- REQUIRED TASK
Starting at the line containing "Target: dirt pathway" and ending at the line containing "column 305, row 30", rewrite those lines with "Kindly pin" swapped for "Please mark" and everything else left the same. Leave the pictures out of your answer.

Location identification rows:
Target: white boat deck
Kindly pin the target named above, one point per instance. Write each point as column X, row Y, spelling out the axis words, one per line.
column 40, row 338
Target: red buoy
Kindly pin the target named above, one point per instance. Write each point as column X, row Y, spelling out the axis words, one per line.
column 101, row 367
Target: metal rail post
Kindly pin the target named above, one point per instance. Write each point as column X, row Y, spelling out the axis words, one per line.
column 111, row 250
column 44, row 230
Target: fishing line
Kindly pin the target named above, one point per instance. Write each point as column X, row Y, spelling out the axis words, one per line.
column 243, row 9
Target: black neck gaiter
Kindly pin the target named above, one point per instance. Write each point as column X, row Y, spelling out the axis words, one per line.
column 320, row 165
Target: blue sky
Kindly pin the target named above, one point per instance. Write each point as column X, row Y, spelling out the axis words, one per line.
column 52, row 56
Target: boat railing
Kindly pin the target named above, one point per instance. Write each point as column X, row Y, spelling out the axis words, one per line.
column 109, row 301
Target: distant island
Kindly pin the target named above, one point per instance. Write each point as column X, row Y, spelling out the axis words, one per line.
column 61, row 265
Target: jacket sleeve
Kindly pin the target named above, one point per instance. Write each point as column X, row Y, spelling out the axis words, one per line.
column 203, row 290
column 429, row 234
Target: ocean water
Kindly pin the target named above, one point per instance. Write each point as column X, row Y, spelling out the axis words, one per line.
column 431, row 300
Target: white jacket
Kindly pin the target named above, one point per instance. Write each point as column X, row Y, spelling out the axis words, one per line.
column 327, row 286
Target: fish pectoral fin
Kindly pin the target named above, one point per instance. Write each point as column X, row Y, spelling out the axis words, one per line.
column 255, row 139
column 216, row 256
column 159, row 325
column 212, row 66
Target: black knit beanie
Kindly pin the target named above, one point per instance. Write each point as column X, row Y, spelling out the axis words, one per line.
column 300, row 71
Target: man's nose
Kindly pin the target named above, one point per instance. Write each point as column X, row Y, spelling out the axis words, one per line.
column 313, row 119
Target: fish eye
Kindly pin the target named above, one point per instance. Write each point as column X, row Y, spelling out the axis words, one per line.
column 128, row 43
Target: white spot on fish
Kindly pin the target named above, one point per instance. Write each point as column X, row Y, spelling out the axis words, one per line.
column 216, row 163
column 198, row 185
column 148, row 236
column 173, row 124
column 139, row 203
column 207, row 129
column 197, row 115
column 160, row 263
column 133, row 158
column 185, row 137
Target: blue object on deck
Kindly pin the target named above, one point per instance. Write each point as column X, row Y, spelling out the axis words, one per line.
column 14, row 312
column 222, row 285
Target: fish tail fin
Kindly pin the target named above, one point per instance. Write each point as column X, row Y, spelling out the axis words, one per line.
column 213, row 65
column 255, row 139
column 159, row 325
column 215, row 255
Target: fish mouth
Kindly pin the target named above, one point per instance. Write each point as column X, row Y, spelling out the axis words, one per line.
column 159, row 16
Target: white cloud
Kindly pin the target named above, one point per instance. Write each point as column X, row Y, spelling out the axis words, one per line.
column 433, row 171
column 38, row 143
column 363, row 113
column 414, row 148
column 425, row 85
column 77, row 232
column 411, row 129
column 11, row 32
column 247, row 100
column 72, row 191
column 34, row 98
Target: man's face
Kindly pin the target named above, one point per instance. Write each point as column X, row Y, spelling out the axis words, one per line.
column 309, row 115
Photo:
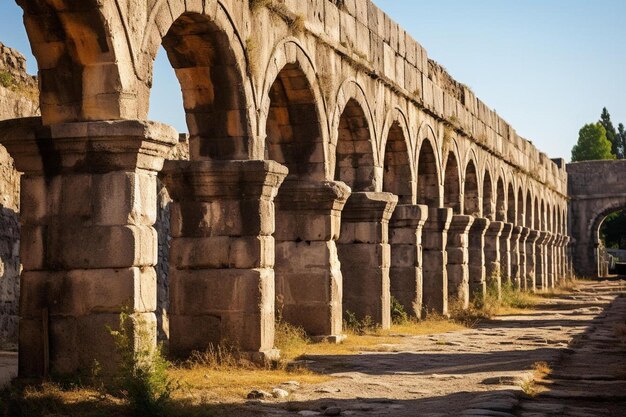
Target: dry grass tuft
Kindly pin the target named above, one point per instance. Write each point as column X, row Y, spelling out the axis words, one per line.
column 297, row 24
column 541, row 369
column 257, row 4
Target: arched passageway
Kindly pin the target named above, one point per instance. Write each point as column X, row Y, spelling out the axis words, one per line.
column 397, row 175
column 488, row 201
column 452, row 184
column 471, row 204
column 212, row 259
column 308, row 280
column 363, row 244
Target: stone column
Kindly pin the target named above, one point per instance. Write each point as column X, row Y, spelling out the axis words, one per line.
column 523, row 264
column 307, row 270
column 476, row 253
column 550, row 260
column 364, row 254
column 492, row 254
column 406, row 275
column 505, row 251
column 531, row 259
column 516, row 232
column 457, row 253
column 567, row 271
column 558, row 271
column 88, row 246
column 541, row 278
column 222, row 255
column 434, row 239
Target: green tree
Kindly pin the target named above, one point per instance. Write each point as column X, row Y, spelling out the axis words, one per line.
column 621, row 132
column 592, row 144
column 611, row 134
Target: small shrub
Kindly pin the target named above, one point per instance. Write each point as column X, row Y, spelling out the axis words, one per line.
column 359, row 327
column 398, row 313
column 512, row 297
column 529, row 387
column 257, row 4
column 541, row 369
column 620, row 331
column 297, row 24
column 142, row 374
column 216, row 357
column 251, row 49
column 6, row 79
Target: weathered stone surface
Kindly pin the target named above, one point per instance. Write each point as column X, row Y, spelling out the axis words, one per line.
column 18, row 98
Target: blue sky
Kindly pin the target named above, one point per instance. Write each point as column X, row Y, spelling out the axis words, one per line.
column 546, row 66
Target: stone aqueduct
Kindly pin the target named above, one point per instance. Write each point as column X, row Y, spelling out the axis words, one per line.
column 332, row 165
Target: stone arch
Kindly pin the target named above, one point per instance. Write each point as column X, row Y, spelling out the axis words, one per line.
column 528, row 221
column 355, row 159
column 452, row 183
column 212, row 81
column 296, row 74
column 520, row 207
column 294, row 133
column 428, row 190
column 510, row 198
column 352, row 147
column 500, row 200
column 80, row 60
column 537, row 215
column 471, row 197
column 549, row 213
column 398, row 173
column 488, row 206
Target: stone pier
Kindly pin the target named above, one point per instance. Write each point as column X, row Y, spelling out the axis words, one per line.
column 434, row 240
column 476, row 253
column 531, row 259
column 492, row 254
column 222, row 255
column 406, row 273
column 457, row 254
column 523, row 263
column 307, row 270
column 541, row 275
column 88, row 244
column 516, row 269
column 505, row 251
column 364, row 254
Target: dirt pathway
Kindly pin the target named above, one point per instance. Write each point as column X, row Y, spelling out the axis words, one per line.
column 590, row 378
column 480, row 371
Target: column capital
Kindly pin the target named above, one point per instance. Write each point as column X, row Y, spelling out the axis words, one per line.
column 524, row 233
column 409, row 215
column 205, row 181
column 369, row 206
column 533, row 236
column 507, row 228
column 317, row 196
column 86, row 147
column 543, row 237
column 495, row 229
column 460, row 223
column 516, row 232
column 480, row 225
column 438, row 219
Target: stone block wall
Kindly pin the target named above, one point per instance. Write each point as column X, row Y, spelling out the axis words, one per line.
column 18, row 98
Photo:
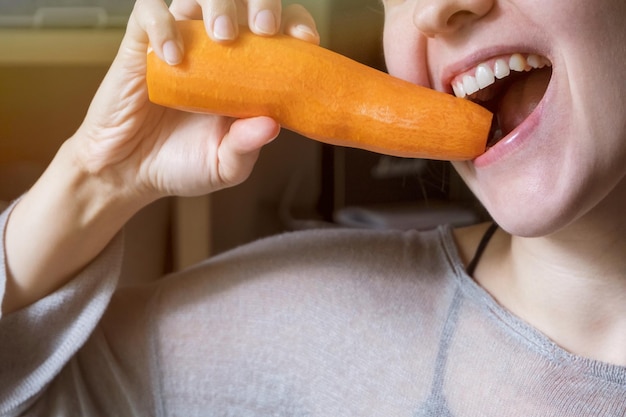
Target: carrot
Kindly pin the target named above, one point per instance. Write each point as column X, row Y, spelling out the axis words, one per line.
column 317, row 93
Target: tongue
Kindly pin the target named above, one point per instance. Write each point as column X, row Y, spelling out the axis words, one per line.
column 521, row 98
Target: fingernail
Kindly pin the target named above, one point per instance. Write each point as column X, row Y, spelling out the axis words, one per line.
column 265, row 22
column 223, row 28
column 172, row 53
column 305, row 30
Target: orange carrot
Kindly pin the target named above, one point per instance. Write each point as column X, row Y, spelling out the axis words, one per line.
column 319, row 94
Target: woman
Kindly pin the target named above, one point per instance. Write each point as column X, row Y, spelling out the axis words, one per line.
column 527, row 319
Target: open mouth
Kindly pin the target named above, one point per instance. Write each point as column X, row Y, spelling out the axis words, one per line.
column 510, row 87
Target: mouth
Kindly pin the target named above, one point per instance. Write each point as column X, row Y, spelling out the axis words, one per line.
column 509, row 86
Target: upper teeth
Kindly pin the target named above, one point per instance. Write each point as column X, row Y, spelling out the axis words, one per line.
column 488, row 72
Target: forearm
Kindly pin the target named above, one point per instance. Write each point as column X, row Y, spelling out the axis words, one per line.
column 59, row 226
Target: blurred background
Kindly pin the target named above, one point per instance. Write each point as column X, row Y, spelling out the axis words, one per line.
column 53, row 54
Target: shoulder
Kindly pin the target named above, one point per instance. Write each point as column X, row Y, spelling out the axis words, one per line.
column 467, row 240
column 320, row 263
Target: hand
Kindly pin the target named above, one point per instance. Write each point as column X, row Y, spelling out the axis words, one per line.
column 158, row 151
column 129, row 152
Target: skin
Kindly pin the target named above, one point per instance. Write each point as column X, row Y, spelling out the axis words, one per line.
column 129, row 152
column 556, row 186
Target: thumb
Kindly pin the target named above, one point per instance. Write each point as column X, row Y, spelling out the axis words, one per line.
column 240, row 147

- EXPECTED OUTPUT
Target: dirt pathway
Please mark the target named above, one point per instance. Write each point as column X, row Y, spelling out the axis words, one per line.
column 590, row 378
column 480, row 371
Target: column capital
Please mark the target named above, one point per instance. Write each point as column X, row Y, spelling out the axis words, one per line.
column 524, row 233
column 409, row 215
column 205, row 181
column 369, row 206
column 533, row 236
column 507, row 228
column 317, row 196
column 86, row 147
column 543, row 237
column 495, row 229
column 460, row 223
column 516, row 232
column 480, row 225
column 438, row 219
Target: stone block wall
Please mark the target named above, one point per instance. Write each point as column X, row Y, spelling out the axis words, one per line.
column 18, row 98
Photo:
Target: carrot
Please mark the target named above, one point per instance. Write each point as column X, row Y, spelling out the axis words, one per line.
column 317, row 93
Target: tongue
Please mark the target named above, one point per instance. Write each point as column X, row Y, spelling out the axis words, one per line.
column 521, row 98
Target: fingernail
Please mark the target named above, one point per instance. Write each point as column X, row Y, spelling out the axis words, one per line.
column 265, row 22
column 223, row 28
column 172, row 53
column 305, row 30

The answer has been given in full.